<<<<
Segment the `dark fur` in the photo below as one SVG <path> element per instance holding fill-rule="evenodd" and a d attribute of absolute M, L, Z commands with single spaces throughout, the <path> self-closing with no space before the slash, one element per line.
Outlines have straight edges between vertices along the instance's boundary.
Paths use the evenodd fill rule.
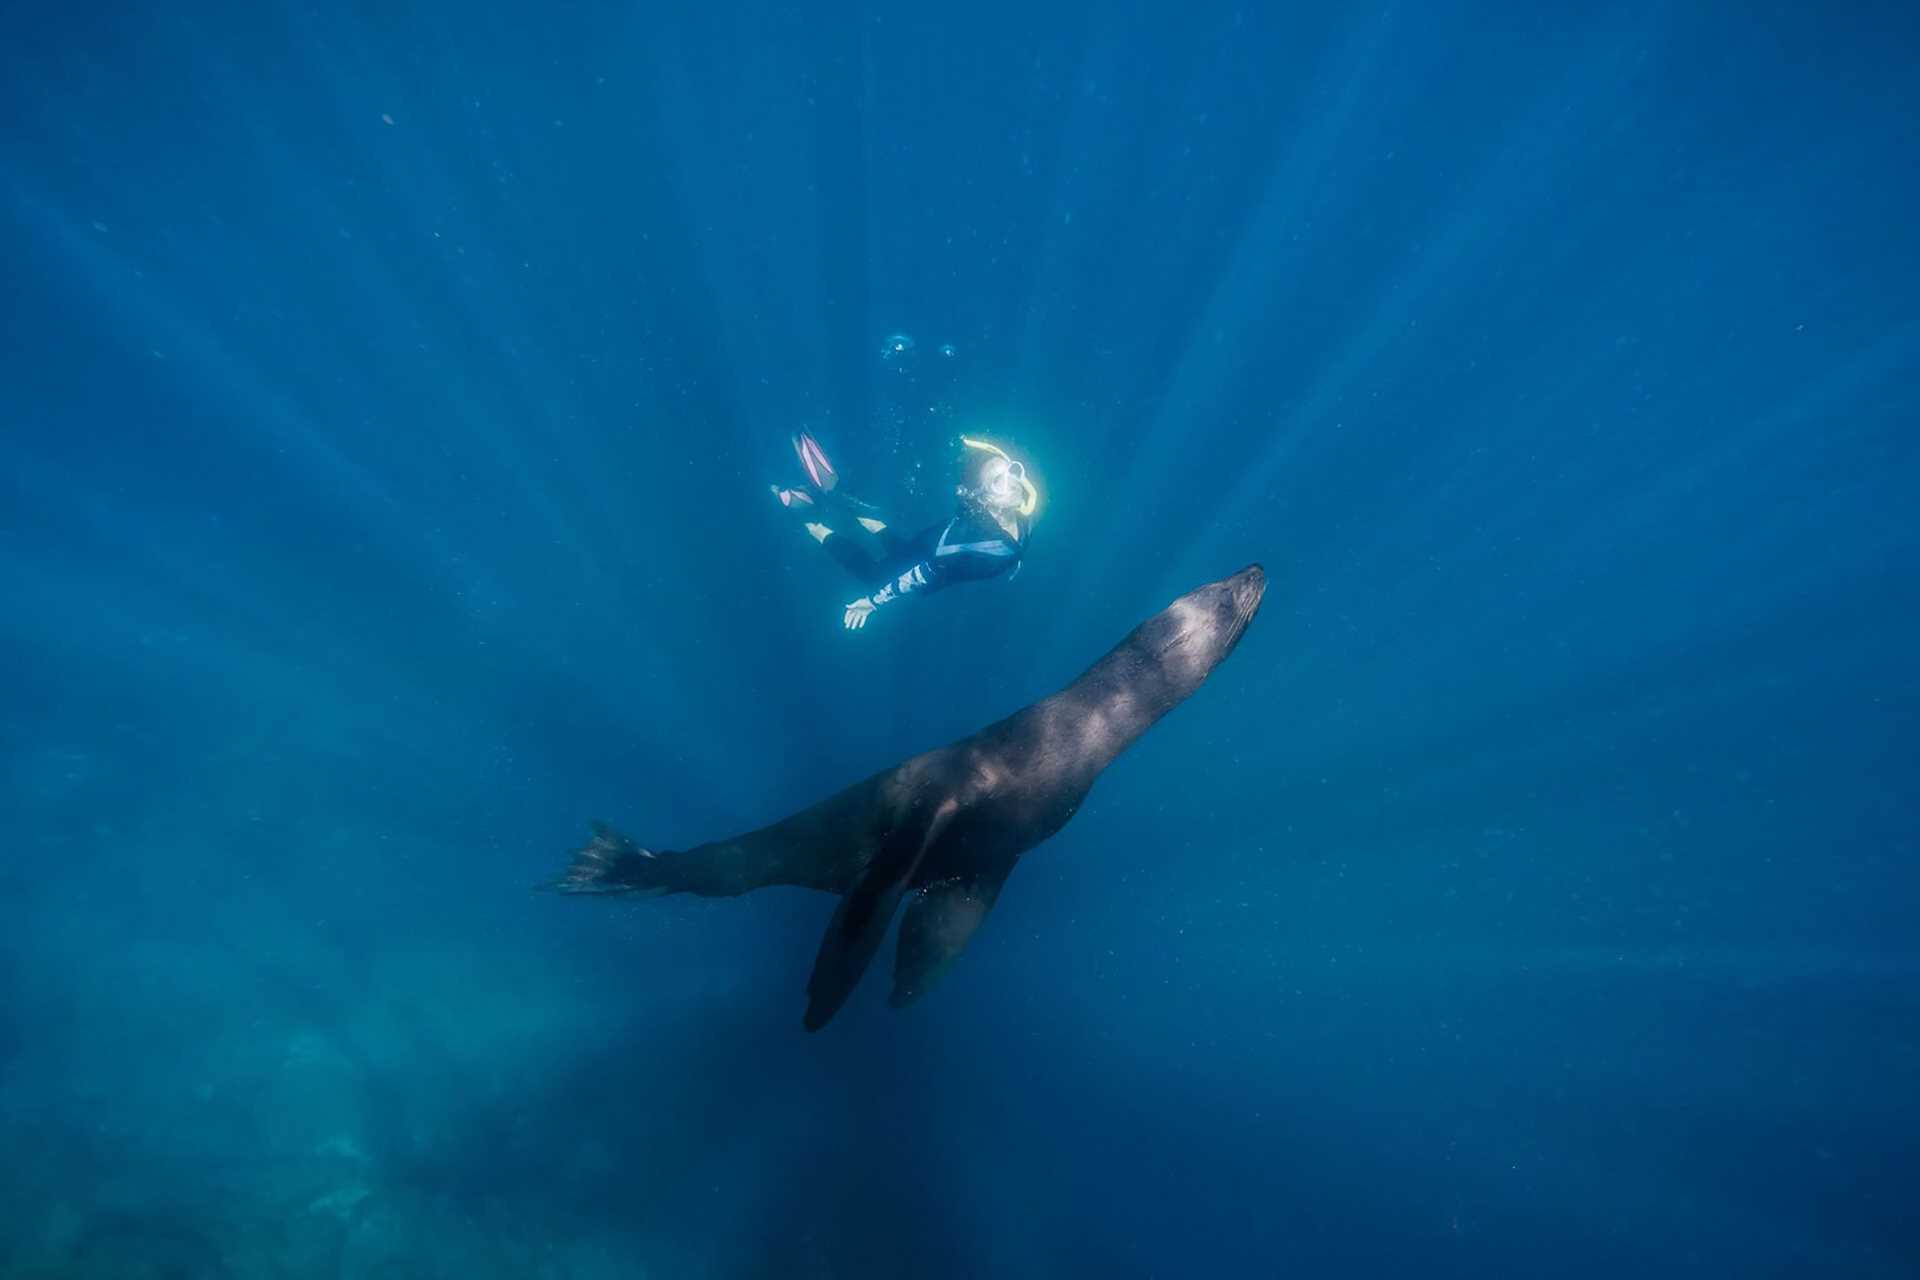
<path fill-rule="evenodd" d="M 905 1005 L 958 958 L 1020 855 L 1065 826 L 1101 771 L 1233 652 L 1265 590 L 1253 565 L 1190 591 L 1052 697 L 757 831 L 655 854 L 596 823 L 554 887 L 729 896 L 785 884 L 839 894 L 807 987 L 815 1030 L 911 896 L 892 997 Z"/>

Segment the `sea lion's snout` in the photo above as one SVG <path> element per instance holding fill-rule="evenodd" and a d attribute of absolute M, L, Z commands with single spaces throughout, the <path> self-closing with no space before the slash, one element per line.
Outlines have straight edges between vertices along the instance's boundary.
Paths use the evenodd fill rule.
<path fill-rule="evenodd" d="M 1231 578 L 1216 584 L 1214 590 L 1219 591 L 1223 587 L 1226 598 L 1221 602 L 1222 644 L 1214 658 L 1216 663 L 1226 661 L 1227 655 L 1240 643 L 1240 637 L 1247 633 L 1247 624 L 1253 621 L 1261 599 L 1267 594 L 1267 571 L 1257 564 L 1250 564 Z"/>
<path fill-rule="evenodd" d="M 1227 588 L 1233 592 L 1233 603 L 1240 610 L 1240 616 L 1250 619 L 1267 594 L 1267 571 L 1250 564 L 1227 579 Z"/>

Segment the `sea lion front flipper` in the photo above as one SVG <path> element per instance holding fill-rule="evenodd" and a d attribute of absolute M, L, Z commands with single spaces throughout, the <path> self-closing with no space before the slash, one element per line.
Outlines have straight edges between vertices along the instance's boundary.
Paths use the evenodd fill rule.
<path fill-rule="evenodd" d="M 946 976 L 987 918 L 1011 865 L 977 876 L 930 884 L 907 904 L 900 945 L 893 955 L 893 994 L 887 1003 L 904 1009 Z"/>
<path fill-rule="evenodd" d="M 887 936 L 887 924 L 921 859 L 959 808 L 959 801 L 949 796 L 924 826 L 907 822 L 895 828 L 860 879 L 841 896 L 826 936 L 820 939 L 813 975 L 807 979 L 807 1030 L 826 1026 L 853 993 Z"/>

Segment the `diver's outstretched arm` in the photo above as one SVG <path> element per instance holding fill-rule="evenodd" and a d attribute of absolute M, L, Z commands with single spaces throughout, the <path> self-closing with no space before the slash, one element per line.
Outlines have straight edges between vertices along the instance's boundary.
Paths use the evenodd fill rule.
<path fill-rule="evenodd" d="M 847 630 L 860 630 L 867 625 L 874 610 L 903 596 L 939 591 L 975 578 L 995 577 L 1020 563 L 1019 544 L 1000 536 L 997 529 L 985 537 L 980 536 L 982 532 L 964 517 L 949 520 L 937 536 L 928 530 L 923 537 L 933 545 L 926 559 L 909 565 L 872 593 L 849 604 L 842 618 Z"/>
<path fill-rule="evenodd" d="M 890 578 L 871 593 L 861 596 L 848 605 L 846 616 L 841 621 L 847 630 L 858 631 L 867 625 L 867 619 L 871 618 L 873 611 L 881 605 L 891 604 L 901 596 L 911 595 L 916 591 L 931 591 L 936 586 L 944 585 L 941 581 L 942 576 L 938 562 L 922 560 L 905 573 Z"/>

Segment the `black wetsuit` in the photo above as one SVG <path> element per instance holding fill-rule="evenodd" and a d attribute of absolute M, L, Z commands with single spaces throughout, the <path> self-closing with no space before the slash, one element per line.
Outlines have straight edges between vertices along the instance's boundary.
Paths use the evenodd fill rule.
<path fill-rule="evenodd" d="M 832 530 L 821 545 L 867 585 L 875 604 L 1010 574 L 1019 568 L 1031 529 L 1016 515 L 1018 532 L 1009 534 L 985 508 L 963 500 L 949 519 L 902 538 L 886 528 L 870 532 L 859 522 L 866 508 L 855 499 L 818 491 L 816 497 L 822 500 L 801 510 L 801 518 Z"/>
>>>>
• [Exercise instructions]:
Would you reproduce the records exactly as they stand, but without the pictures?

• [Solved problem]:
Segment the `dark fur` in the photo below as one SVG <path> element per instance holding fill-rule="evenodd" and a d attribute of absolute M, L, Z commands with single spaces throughout, the <path> self-closing with no space before the slash, one element per line.
Outlines have straight edges between vertices along the instance's boundary.
Paths use the evenodd fill rule.
<path fill-rule="evenodd" d="M 905 1005 L 958 958 L 1020 855 L 1065 826 L 1101 771 L 1233 652 L 1265 590 L 1253 565 L 1190 591 L 1052 697 L 757 831 L 655 854 L 596 823 L 554 887 L 729 896 L 785 884 L 839 894 L 807 987 L 815 1030 L 911 896 L 892 997 Z"/>

Segment the `sea lion's snout` in the photo above as one SVG <path> element per instance holding fill-rule="evenodd" and a d attribute of absolute M, L, Z commands with single spaces throughout, the <path> self-closing with no space before the slash, one element per line.
Outlines have straight edges between vertices along the instance's boundary.
Paths use the evenodd fill rule.
<path fill-rule="evenodd" d="M 1231 578 L 1216 584 L 1214 590 L 1219 591 L 1223 587 L 1226 598 L 1221 602 L 1222 644 L 1214 658 L 1216 663 L 1226 661 L 1227 655 L 1240 643 L 1240 637 L 1247 633 L 1247 624 L 1253 621 L 1261 599 L 1267 594 L 1267 571 L 1257 564 L 1250 564 Z"/>
<path fill-rule="evenodd" d="M 1227 588 L 1233 592 L 1233 603 L 1240 610 L 1240 616 L 1250 619 L 1267 594 L 1267 571 L 1250 564 L 1227 579 Z"/>

Segment the `sea lion front flipper` in the photo above as one SVG <path> element per instance holding fill-rule="evenodd" and a d attribute of absolute M, L, Z commands with single spaces throughout, the <path> self-closing with no space before the slash, one element per line.
Outlines have straight edges between vertices along the instance's boundary.
Paths use the evenodd fill rule.
<path fill-rule="evenodd" d="M 946 976 L 987 918 L 1011 865 L 977 876 L 930 884 L 907 904 L 900 945 L 893 955 L 893 994 L 887 1003 L 904 1009 Z"/>
<path fill-rule="evenodd" d="M 887 936 L 887 924 L 921 859 L 959 808 L 959 801 L 949 796 L 924 826 L 907 822 L 895 828 L 860 879 L 841 896 L 826 936 L 820 939 L 813 975 L 807 979 L 807 1030 L 826 1026 L 853 993 Z"/>

Segment the `diver's outstretched arm` in the photo above as one SVG <path> element per instance holding fill-rule="evenodd" and a d attribute of absolute M, L, Z commands with single spaces throughout, the <path> self-closing with no space before the slash, one element per line.
Outlines have straight edges between vertices along the instance's boundary.
Paths use the evenodd fill rule.
<path fill-rule="evenodd" d="M 847 630 L 860 630 L 867 625 L 874 610 L 903 596 L 939 591 L 975 578 L 995 577 L 1020 563 L 1019 544 L 1000 536 L 997 529 L 985 537 L 980 536 L 982 532 L 964 517 L 949 520 L 937 536 L 928 530 L 923 537 L 933 545 L 926 559 L 909 565 L 872 593 L 849 604 L 842 618 Z"/>
<path fill-rule="evenodd" d="M 890 578 L 871 593 L 861 596 L 848 605 L 846 616 L 841 621 L 847 630 L 858 631 L 867 625 L 867 619 L 871 618 L 873 611 L 881 605 L 891 604 L 901 596 L 911 595 L 916 591 L 931 591 L 936 586 L 944 585 L 941 581 L 942 576 L 938 562 L 922 560 L 905 573 Z"/>

Segment the `black wetsuit` in the photo above as one SVG <path> element per instance holding fill-rule="evenodd" and a d attribute of absolute M, L, Z commands with single spaces throughout, the <path> self-closing with no space before the slash, one element per line.
Outlines have straight edges between vertices along the instance's boundary.
Paths use the evenodd fill rule.
<path fill-rule="evenodd" d="M 832 530 L 821 545 L 867 585 L 875 604 L 1010 574 L 1019 568 L 1031 529 L 1016 515 L 1018 532 L 1009 534 L 985 508 L 963 500 L 949 519 L 902 538 L 886 528 L 870 532 L 859 522 L 866 508 L 855 499 L 818 491 L 816 497 L 822 500 L 801 510 L 801 518 Z"/>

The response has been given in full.